YOUR OBJECTIVE:
Please copy the records below line for line, keeping every character unchanged.

Collected data entries

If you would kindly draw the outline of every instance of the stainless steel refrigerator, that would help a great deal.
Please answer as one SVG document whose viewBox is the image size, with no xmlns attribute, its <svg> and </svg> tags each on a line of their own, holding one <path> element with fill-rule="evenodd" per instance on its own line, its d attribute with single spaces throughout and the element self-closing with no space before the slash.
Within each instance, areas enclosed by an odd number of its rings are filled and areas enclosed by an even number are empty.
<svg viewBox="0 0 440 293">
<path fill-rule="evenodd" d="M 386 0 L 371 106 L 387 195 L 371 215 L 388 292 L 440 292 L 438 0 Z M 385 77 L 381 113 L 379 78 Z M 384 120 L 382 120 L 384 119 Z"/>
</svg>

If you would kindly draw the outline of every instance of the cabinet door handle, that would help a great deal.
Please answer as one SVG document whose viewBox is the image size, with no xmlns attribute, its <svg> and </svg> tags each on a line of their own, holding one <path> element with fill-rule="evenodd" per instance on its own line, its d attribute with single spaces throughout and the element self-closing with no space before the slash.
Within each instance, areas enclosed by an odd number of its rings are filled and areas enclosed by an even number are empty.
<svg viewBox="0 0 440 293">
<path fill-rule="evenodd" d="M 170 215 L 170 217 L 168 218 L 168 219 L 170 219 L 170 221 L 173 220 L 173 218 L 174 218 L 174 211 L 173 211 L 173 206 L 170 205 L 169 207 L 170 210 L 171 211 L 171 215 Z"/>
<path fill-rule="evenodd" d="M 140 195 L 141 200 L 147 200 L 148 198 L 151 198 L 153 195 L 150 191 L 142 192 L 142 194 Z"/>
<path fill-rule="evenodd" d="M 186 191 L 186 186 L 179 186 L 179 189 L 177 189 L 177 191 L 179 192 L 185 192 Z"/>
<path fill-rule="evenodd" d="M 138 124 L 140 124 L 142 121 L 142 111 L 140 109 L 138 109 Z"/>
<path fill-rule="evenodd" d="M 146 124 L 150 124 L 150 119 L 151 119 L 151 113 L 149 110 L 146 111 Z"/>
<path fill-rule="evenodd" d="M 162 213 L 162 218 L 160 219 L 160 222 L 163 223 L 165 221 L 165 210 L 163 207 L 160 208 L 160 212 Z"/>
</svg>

TASK ANSWER:
If you would kindly draw the outline of every instance of the stainless steel refrigerator, that would help a great deal.
Please answer as one SVG document whose viewBox is the image size, with no xmlns attribute, its <svg> and </svg> tags each on a line of their own, holding one <path> element with fill-rule="evenodd" per instance on its own line, its d attribute with single spaces throughout and the element self-closing with no space before the slash.
Within each instance, areas enclosed by an odd number of its rings are filled and areas enclosed by an even number are empty.
<svg viewBox="0 0 440 293">
<path fill-rule="evenodd" d="M 386 0 L 371 106 L 387 195 L 371 215 L 388 292 L 440 292 L 438 0 Z M 385 77 L 381 113 L 379 78 Z M 384 120 L 382 120 L 384 119 Z"/>
</svg>

If you would kindly draw the outline of every instance of the cabinet door handle, that would help a great deal.
Please answer as one SVG document whose viewBox is the image size, with no xmlns attribute, its <svg> and </svg> tags each on a line of their own, holding one <path> element with fill-rule="evenodd" per instance on its own line, its d attribute with single spaces throughout and the element self-closing with no space before the slash.
Within each instance, areas enclosed by an odd number of its rings are filled and areas enclosed by an even number are empty.
<svg viewBox="0 0 440 293">
<path fill-rule="evenodd" d="M 170 215 L 170 217 L 168 218 L 168 219 L 170 219 L 170 221 L 173 220 L 173 218 L 174 218 L 174 211 L 173 211 L 173 206 L 170 205 L 169 207 L 170 210 L 171 211 L 171 215 Z"/>
<path fill-rule="evenodd" d="M 140 195 L 141 200 L 147 200 L 148 198 L 151 198 L 153 195 L 150 191 L 142 192 L 142 194 Z"/>
<path fill-rule="evenodd" d="M 186 191 L 186 186 L 179 186 L 179 189 L 177 189 L 177 191 L 179 192 L 185 192 Z"/>
<path fill-rule="evenodd" d="M 138 124 L 140 124 L 142 121 L 142 111 L 140 109 L 138 109 Z"/>
<path fill-rule="evenodd" d="M 146 124 L 150 124 L 150 119 L 151 119 L 151 113 L 149 110 L 146 111 Z"/>
<path fill-rule="evenodd" d="M 162 213 L 162 218 L 160 219 L 160 222 L 163 223 L 165 221 L 165 210 L 163 207 L 160 208 L 160 212 Z"/>
</svg>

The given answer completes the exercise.